Revise the following lines so that "seat back" becomes "backrest" and nothing else changes.

+---+

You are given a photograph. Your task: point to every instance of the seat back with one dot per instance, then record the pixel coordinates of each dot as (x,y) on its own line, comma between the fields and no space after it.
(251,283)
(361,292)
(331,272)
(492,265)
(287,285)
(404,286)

+---+

• COMPLETED TASK
You are given a photograph. Your task: point to every instance of the backrest with one dot per instance, then record the pixel coordinates of each dot as (x,y) on its own line, comma between the fields and no space after it.
(251,283)
(361,292)
(331,272)
(492,265)
(287,285)
(404,286)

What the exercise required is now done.